[[ Source information, beginning ]]

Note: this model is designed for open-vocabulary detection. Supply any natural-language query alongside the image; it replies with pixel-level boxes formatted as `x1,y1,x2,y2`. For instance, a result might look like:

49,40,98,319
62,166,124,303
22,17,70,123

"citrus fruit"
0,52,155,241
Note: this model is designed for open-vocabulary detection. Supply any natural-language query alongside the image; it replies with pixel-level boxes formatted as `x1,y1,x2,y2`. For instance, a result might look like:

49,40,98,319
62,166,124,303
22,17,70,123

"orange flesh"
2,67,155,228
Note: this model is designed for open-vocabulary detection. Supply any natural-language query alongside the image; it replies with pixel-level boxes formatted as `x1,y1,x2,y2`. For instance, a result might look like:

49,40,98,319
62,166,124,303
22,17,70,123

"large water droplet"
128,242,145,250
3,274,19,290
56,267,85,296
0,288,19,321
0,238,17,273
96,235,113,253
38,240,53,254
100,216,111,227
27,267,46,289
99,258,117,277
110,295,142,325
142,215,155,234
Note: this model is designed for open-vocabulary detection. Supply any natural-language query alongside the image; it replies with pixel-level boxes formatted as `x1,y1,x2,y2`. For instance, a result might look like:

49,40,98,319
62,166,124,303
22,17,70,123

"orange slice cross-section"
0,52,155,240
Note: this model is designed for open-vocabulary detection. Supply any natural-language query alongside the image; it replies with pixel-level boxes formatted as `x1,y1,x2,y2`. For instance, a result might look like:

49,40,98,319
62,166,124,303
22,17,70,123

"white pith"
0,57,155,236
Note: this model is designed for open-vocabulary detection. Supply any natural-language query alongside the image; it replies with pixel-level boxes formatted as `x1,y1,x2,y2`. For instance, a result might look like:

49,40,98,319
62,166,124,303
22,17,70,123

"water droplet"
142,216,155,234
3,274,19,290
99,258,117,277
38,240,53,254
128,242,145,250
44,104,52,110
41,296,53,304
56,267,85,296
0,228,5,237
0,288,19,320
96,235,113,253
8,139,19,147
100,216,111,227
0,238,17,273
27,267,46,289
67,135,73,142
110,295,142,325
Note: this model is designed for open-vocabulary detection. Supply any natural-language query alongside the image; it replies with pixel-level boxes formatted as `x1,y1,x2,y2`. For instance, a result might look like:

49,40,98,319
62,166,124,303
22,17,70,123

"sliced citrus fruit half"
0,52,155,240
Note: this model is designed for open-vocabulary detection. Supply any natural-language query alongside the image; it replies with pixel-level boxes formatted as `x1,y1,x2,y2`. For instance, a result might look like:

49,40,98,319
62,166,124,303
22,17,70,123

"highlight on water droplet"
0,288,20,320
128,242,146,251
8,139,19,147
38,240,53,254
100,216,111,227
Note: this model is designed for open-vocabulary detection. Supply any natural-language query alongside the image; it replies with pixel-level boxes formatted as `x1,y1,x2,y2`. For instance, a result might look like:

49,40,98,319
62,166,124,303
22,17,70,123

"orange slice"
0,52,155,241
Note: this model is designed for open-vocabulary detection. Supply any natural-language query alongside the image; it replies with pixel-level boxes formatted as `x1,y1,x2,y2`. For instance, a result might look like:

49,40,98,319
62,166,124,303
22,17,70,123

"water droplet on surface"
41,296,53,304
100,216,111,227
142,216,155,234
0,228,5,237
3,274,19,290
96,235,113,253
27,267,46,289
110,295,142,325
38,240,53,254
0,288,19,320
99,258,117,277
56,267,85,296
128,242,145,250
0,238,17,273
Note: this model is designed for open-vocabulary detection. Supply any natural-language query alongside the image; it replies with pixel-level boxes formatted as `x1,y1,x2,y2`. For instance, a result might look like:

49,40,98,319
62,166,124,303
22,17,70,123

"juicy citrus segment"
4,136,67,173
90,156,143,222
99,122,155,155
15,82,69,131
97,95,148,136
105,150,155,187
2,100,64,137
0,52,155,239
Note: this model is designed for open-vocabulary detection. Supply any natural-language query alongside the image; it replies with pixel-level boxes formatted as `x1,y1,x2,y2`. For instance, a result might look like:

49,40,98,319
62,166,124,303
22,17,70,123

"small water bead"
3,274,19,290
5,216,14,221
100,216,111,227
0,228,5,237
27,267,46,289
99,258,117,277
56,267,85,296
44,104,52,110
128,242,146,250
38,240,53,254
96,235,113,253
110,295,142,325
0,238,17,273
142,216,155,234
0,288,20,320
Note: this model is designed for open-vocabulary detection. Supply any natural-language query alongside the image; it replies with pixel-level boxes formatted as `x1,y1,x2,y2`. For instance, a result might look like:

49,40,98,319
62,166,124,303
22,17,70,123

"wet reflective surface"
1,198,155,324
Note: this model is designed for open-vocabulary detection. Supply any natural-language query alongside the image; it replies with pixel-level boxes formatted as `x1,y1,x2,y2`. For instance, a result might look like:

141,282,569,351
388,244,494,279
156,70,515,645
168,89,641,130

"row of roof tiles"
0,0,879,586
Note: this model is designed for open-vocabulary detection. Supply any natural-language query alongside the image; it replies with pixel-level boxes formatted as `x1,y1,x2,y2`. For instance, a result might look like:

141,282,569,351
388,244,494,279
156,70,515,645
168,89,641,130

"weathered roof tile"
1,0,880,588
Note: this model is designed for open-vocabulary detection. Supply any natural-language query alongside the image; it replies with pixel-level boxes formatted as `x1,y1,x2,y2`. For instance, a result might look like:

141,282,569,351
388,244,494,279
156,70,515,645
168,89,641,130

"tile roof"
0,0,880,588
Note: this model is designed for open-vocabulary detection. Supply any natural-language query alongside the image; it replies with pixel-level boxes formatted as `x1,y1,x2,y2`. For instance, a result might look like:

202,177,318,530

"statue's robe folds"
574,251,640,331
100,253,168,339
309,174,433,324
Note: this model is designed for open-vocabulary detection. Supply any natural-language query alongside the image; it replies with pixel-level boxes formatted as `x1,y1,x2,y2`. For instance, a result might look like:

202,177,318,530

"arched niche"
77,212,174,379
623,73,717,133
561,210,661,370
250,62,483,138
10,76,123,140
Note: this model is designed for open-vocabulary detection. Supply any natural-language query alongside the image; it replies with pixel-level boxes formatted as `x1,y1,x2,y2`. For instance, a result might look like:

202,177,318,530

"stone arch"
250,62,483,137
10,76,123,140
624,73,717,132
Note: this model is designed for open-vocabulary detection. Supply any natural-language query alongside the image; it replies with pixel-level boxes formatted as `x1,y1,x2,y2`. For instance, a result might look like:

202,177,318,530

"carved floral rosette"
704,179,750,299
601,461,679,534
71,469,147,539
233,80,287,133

[[ Source information, end ]]

Task requirements | Word for word, give the entire listing again.

Reply |
Note: this model is designed for open-vocabulary detection. Supply any natural-language query alongside the image; it replies with pixel-level boxes formatted as `x1,y1,x2,y2`. For instance, a result might look like:

49,40,98,319
62,166,124,303
22,17,70,123

"citrus fruit"
0,52,155,241
Note: this model is designed for open-vocabulary detection. Supply any natural-language query alongside the image; it replies with pixel-level boxes formatted as `x1,y1,x2,y2`. For instance, a result might look like:

49,40,98,319
62,166,124,303
22,17,70,123

"orange flesh"
2,67,155,228
Note: this model is designed for open-vocabulary detection. Supply any natural-language query alongside the image; it replies with pixel-level boxes formatted as `x1,y1,x2,y2`. For instance, a result might look like:

49,40,98,319
62,166,124,303
22,17,70,123

"large water droplet"
128,242,145,250
3,274,19,290
56,267,85,296
0,288,19,321
0,238,17,273
96,235,113,253
38,240,53,254
100,216,111,227
27,267,46,289
99,258,117,277
110,295,142,325
142,215,155,234
Note: this model is designed for open-vocabulary detection. Supply any natural-language query alongside the image; it replies with pixel-level boxes formatted as `x1,y1,x2,y2`. For instance, a result might look like:

49,40,98,319
62,166,124,303
22,17,70,123

"orange slice cross-section"
0,52,155,240
Note: this model is designed for open-vocabulary detection. Supply any natural-language query alongside the image; it replies with pixel-level boxes formatted as `x1,y1,x2,y2`. For instance, a result might look like:

49,40,98,319
62,166,124,303
22,17,70,123

"white pith"
0,57,155,236
Note: this model is designed for open-vocabulary detection. Supply any natural-language query alongside the image; it replies with pixel-level boxes formatted as `x1,y1,x2,y2`. For instance, a result might look like:

49,40,98,319
62,166,124,303
22,17,70,123

"water droplet"
142,216,155,234
3,274,19,290
99,258,117,277
38,240,53,254
128,242,145,250
44,104,52,110
41,296,53,304
56,267,85,296
0,228,5,237
0,288,19,320
96,235,113,253
8,139,19,147
100,216,111,227
0,238,17,273
27,267,46,289
67,135,73,142
110,295,142,325
Note: this model is designed for open-vocabulary detection. Supply any natural-language query alongside the image; it replies with pixel-level boxes formatted as `x1,y1,x2,y2`. For instance, a result might look like:

49,40,98,319
62,166,124,303
22,17,70,123

"sliced citrus fruit half"
0,52,155,240
Note: this model is designed for open-vocabulary detection. Supply any natural-language query alongside the image; it replies with pixel-level boxes formatted as `x1,y1,x2,y2`. For instance, a result might look like:

49,40,98,319
62,166,124,303
22,17,70,123

"highlight on water droplet"
0,288,20,320
128,242,146,251
8,139,19,147
38,240,53,254
100,216,111,227
Note: this model is designed for open-vocabulary detection. Supply any natural-language query alongside the image; it replies with pixel-level boxes formatted as `x1,y1,x2,y2`. For instance, a result might look like:

49,40,98,319
62,166,124,303
22,17,70,123

"orange slice"
0,52,155,241
Note: this model is designed for open-vocabulary detection. Supply any natural-language query alongside the image; it replies with pixel-level boxes formatted as `x1,y1,x2,y2`. For instance, a result might look like:

49,40,98,319
62,166,124,303
22,17,70,123

"water droplet on surface"
41,296,53,304
100,216,111,227
142,216,155,234
0,228,5,237
3,274,19,290
96,235,113,253
27,267,46,289
110,295,142,325
38,240,53,254
0,288,19,320
99,258,117,277
56,267,85,296
128,242,145,250
0,238,17,273
Note: this model is designed for open-vocabulary detection. Supply any natural-language query alongside the image; it replies with pixel-level boxes formatted as `x1,y1,x2,y2`. For instance, a result might look like:

49,40,98,319
62,166,124,303
22,17,70,123

"juicy citrus segment"
4,136,67,173
90,156,143,222
99,122,155,155
15,82,69,131
97,95,148,136
105,150,155,187
2,100,64,137
0,52,155,239
Note: this model is designed for open-vocabulary detection. Supply any natural-language query alongside the image; it replies with pixel-level boxes formatted as `x1,y1,x2,y2`. For instance, a result might look like:

49,40,98,319
62,166,124,303
22,17,70,123

"small water bead"
3,274,19,290
5,216,14,221
100,216,111,227
0,228,5,237
27,267,46,289
99,258,117,277
56,267,85,296
44,104,52,110
128,242,146,250
38,240,53,254
96,235,113,253
110,295,142,325
0,238,17,273
142,216,155,234
0,288,20,320
Note: this model is designed for open-vocabulary detection. Supply any natural-language query alongside the image; it replies with pixel-level boxes formatted as `x1,y1,x2,y2`. For instance, a result might look like:

49,40,98,319
62,166,124,303
22,17,70,123

"wet reflective surface"
1,198,155,324
Note: this model is designed for open-vocabulary detection. Supply any natural-language query alongside the image; it replies with pixel-level boxes formatted as `x1,y1,x2,y2`. For instance, a result might look like:

141,282,569,351
388,244,494,279
156,70,515,645
168,89,641,130

"row of roof tiles"
0,0,879,586
Note: this model is designed for open-vocabulary detection. Supply any natural-language query alongside the image; it replies with pixel-level boxes formatted as `x1,y1,x2,y2`. For instance, a result might look like:

141,282,569,351
388,244,494,279
156,70,515,645
168,89,641,130

"weathered roof tile"
1,0,880,588
Note: this model is designed for open-vocabulary detection. Supply any natural-language query alongside the image; it replies with pixel-level boxes formatted as `x1,y1,x2,y2`. For instance, a result might look like:

141,282,569,351
388,244,494,279
156,70,515,645
168,89,641,130

"tile roof"
0,0,880,588
Note: this model is designed for open-vocabulary detection. Supply any natural-language query alongside the image; it replies with pixel-level boxes formatted as `x1,y1,x2,y2`. For instance, a result might look like:

202,177,318,530

"statue's robe folds"
574,251,640,331
100,253,168,339
309,174,433,324
Note: this model is designed for open-vocabulary detection. Supply any natural-language query alongside the image; it replies with pixel-level boxes formatted as `x1,y1,x2,y2`. For instance, a result might look like:

202,177,318,530

"arched niche"
77,212,174,379
623,73,717,133
561,210,661,370
250,62,483,138
10,76,123,140
Note: this model is designed for open-vocabulary detection. Supply any natural-language query alongside the image; it replies with pixel-level boxes formatted as `x1,y1,x2,y2`. For instance, a result might look like:

202,177,318,530

"stone arch"
250,62,483,137
10,76,123,140
624,73,717,132
Note: this model is designed for open-vocabulary detection. Supply any natural-language query alongside the image; it replies with pixel-level boxes formatted as `x1,y1,x2,y2`. For instance, a result might look like:

202,177,318,530

"carved floral rosette"
704,179,750,299
601,461,679,534
71,469,147,539
233,80,287,133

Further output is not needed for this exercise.